━━━━━ MATERIAL TO PROCESS
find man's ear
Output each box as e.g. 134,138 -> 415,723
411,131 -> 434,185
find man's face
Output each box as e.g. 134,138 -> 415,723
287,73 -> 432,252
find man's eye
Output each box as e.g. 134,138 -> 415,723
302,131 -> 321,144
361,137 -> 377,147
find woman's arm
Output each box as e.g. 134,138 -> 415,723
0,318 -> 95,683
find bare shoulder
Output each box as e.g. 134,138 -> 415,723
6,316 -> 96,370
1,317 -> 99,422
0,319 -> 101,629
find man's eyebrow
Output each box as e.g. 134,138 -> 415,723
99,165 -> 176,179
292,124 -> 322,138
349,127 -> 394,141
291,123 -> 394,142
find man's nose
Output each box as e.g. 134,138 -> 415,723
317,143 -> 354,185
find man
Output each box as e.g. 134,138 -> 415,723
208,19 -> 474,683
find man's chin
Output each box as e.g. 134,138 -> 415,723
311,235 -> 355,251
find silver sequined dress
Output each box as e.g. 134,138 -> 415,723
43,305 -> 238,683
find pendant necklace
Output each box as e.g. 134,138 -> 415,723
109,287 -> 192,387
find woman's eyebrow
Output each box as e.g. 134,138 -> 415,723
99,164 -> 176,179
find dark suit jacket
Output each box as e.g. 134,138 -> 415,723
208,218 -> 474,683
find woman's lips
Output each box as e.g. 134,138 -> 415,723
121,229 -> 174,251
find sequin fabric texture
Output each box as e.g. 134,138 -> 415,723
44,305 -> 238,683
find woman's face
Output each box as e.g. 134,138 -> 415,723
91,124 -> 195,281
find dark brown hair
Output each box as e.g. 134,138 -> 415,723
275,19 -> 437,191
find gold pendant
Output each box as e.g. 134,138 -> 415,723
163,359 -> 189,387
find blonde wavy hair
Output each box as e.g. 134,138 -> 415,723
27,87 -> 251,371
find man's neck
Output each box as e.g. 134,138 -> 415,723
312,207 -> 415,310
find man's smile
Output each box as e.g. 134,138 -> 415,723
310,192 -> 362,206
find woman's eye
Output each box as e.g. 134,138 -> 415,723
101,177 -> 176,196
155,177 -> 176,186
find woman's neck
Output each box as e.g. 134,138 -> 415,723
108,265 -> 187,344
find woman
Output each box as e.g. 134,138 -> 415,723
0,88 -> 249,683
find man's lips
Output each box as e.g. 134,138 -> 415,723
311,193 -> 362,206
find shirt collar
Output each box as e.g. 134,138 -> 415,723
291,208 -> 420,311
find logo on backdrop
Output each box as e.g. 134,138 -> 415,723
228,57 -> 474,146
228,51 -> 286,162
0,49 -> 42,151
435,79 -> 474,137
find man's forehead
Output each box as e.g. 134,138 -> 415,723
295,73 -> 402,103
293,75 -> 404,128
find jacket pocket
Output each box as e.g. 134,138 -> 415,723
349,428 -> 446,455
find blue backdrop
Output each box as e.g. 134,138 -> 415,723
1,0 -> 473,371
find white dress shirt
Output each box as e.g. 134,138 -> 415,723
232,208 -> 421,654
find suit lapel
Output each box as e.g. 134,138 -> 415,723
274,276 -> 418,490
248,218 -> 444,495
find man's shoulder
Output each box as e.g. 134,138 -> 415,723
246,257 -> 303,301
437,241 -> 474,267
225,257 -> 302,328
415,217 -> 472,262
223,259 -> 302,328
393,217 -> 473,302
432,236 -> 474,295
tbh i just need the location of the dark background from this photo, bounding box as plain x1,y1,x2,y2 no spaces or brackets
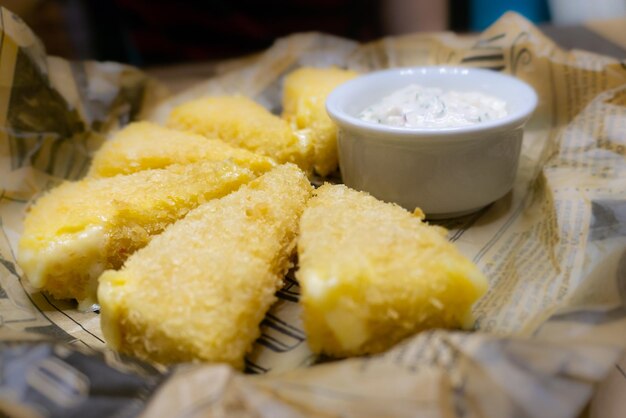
2,0,556,67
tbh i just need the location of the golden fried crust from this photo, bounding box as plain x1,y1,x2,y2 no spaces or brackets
282,67,358,176
18,161,256,307
88,121,275,177
98,164,313,368
297,184,488,357
168,96,313,173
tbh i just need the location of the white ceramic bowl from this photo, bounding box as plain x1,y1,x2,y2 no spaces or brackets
326,66,538,218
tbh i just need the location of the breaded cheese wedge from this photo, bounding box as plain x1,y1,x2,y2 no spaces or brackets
282,67,358,176
168,95,312,172
297,184,488,357
88,121,275,177
18,161,255,309
98,164,312,367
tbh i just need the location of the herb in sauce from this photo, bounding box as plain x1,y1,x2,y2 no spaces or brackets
359,84,507,128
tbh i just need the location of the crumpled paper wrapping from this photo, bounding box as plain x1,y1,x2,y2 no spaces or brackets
0,8,624,418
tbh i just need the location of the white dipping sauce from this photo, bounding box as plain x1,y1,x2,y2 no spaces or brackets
359,84,507,128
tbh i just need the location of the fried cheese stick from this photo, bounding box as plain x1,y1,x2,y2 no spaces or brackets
297,184,488,357
18,161,255,309
282,67,358,176
167,95,312,173
88,121,275,177
98,164,312,367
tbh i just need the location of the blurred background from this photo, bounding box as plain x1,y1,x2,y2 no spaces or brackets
1,0,625,67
━━━━━━━━━━
* AIM OF THE TASK *
Only the lines above from the line with "find jacket pocket" to the line with "find man's shoulder", those two lines included, should be reproduced exactly.

* RESULT OF THIS EXERCISE *
find jacket pocket
Output each box as e.g. 134,138 -> 415,723
349,428 -> 446,455
find blue backdrop
Output each box as e.g. 134,138 -> 415,723
1,0 -> 473,371
find white dress shirt
Output each box as e.g. 134,138 -> 415,723
232,208 -> 421,654
find suit lapel
Output each box as e.g. 134,138 -> 415,723
274,276 -> 418,490
248,218 -> 444,495
find man's shoulder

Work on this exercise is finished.